• [Vorliegender Text]:
++++++++++

Multitalent bei der Umsetzung der Energiewende
Hoffnungsträger grüner Wasserstoff

Grüner Wasserstoff ist der große Hoffnungsträger der Energiewende. Vor diesem Hintergrund sprach cav mit Dr. Andreas Förster, Geschäftsführer Dechema e. V., über Kopernikus, Power to X und H2Giga. Und es ging auch um die Frage, ob es ethisch vertretbar ist, Wasser, diesen knappen Rohstoff allen Lebens, in Wasserstoff zu zerlegen, um daraus Kraftstoff für Autos herzustellen.

2016 rief das Bundesministerium für Bildung und Forschung die Kopernikus-Projekte ins Leben. Diese wohl größte deutsche Forschungsinitiative beschäftigt sich mit den technologischen und politischen Herausforderungen der Energiewende. Sie umfasst vier Projekte. Eines davon ist Power to X. Herr Dr. Förster, womit beschäftigt sich dieses Forschungsprojekt?

++++++++++

• [Zu erledigen]: Kopiere aus dem Text über grünen Wasserstoff eine Passage wortgetreu: Setze bei den Worten „2016 rief das“ ein und höre nach „sich dieses Forschungsprojekt?“ auf.

Gesammelte Daten:
++++++++++

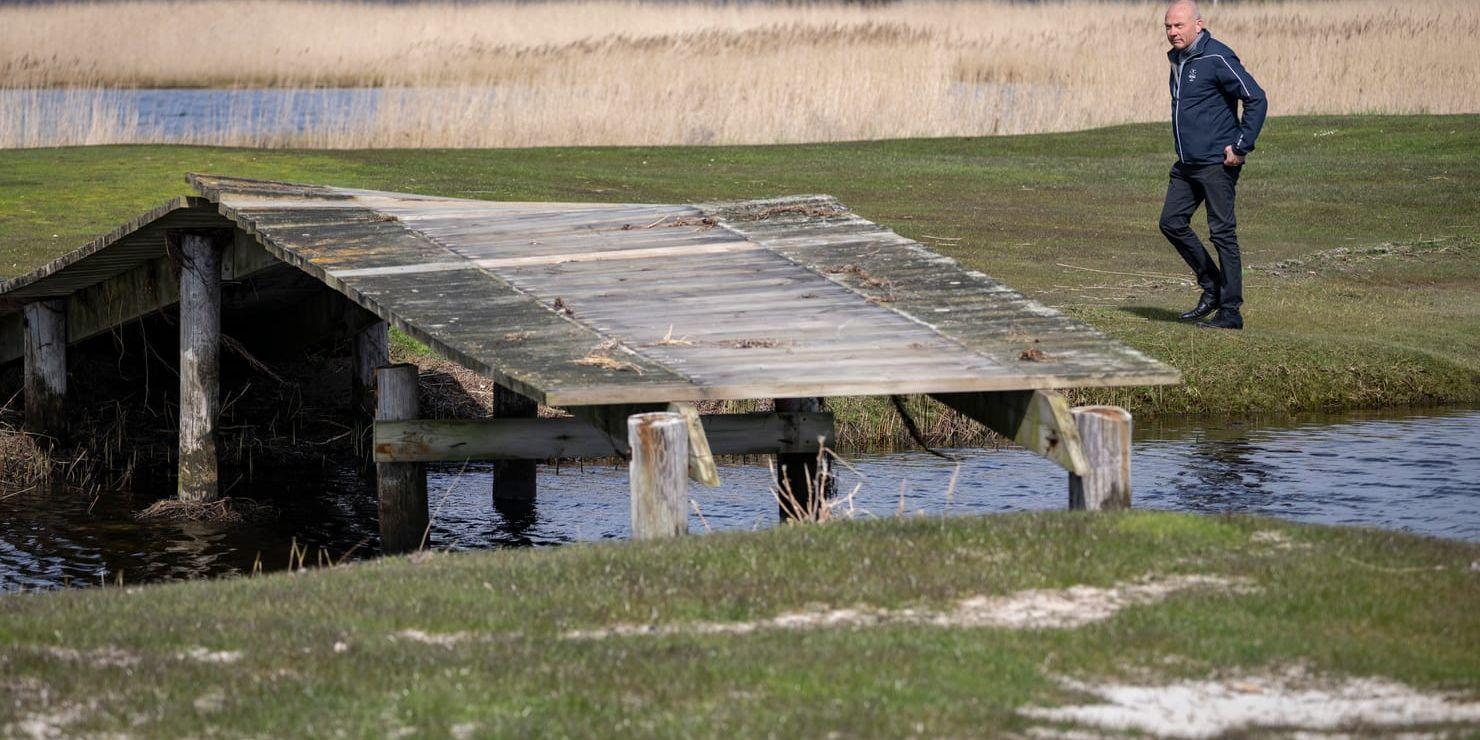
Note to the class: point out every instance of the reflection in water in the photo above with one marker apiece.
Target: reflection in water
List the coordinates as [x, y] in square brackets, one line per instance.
[1405, 472]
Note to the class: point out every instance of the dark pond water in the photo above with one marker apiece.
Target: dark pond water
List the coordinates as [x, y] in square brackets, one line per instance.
[197, 114]
[1402, 471]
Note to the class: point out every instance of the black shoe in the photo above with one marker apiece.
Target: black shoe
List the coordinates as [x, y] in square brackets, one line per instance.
[1205, 305]
[1226, 318]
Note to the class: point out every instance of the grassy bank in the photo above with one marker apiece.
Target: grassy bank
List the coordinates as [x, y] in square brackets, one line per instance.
[650, 638]
[1359, 234]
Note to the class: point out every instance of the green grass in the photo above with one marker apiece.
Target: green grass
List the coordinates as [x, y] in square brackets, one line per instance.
[1337, 601]
[1400, 329]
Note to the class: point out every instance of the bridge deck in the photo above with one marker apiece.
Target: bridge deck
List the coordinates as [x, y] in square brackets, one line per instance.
[576, 304]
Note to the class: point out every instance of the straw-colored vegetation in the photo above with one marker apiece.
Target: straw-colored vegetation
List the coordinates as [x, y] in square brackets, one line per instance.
[1357, 231]
[601, 71]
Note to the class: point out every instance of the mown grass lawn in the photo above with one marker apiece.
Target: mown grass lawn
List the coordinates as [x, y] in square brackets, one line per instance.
[480, 643]
[1359, 233]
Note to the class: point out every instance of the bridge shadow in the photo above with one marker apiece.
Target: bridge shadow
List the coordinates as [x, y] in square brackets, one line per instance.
[1153, 313]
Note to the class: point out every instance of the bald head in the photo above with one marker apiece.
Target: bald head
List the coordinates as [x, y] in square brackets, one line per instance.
[1183, 24]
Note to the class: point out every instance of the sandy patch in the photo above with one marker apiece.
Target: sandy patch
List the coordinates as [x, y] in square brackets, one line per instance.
[1035, 609]
[431, 638]
[1276, 539]
[1239, 705]
[99, 657]
[45, 724]
[210, 656]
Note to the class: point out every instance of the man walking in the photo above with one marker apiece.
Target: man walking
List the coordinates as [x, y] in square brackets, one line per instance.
[1208, 82]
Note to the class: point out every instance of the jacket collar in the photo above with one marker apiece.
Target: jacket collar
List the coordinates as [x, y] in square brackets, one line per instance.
[1195, 49]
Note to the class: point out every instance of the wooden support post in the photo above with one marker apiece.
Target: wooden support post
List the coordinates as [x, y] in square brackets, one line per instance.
[200, 361]
[796, 472]
[659, 474]
[46, 370]
[700, 459]
[370, 350]
[1106, 435]
[514, 480]
[401, 486]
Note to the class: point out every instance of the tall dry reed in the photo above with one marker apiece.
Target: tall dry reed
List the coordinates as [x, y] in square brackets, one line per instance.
[601, 71]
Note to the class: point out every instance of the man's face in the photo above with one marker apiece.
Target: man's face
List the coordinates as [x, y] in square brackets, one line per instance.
[1181, 27]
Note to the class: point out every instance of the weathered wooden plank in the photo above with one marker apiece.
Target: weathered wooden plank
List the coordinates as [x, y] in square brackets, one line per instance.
[1038, 421]
[724, 247]
[455, 440]
[135, 241]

++++++++++

• [Antwort zur Aufgabe]:
2016 rief das Bundesministerium für Bildung und Forschung die Kopernikus-Projekte ins Leben. Diese wohl größte deutsche Forschungsinitiative beschäftigt sich mit den technologischen und politischen Herausforderungen der Energiewende. Sie umfasst vier Projekte. Eines davon ist Power to X. Herr Dr. Förster, womit beschäftigt sich dieses Forschungsprojekt?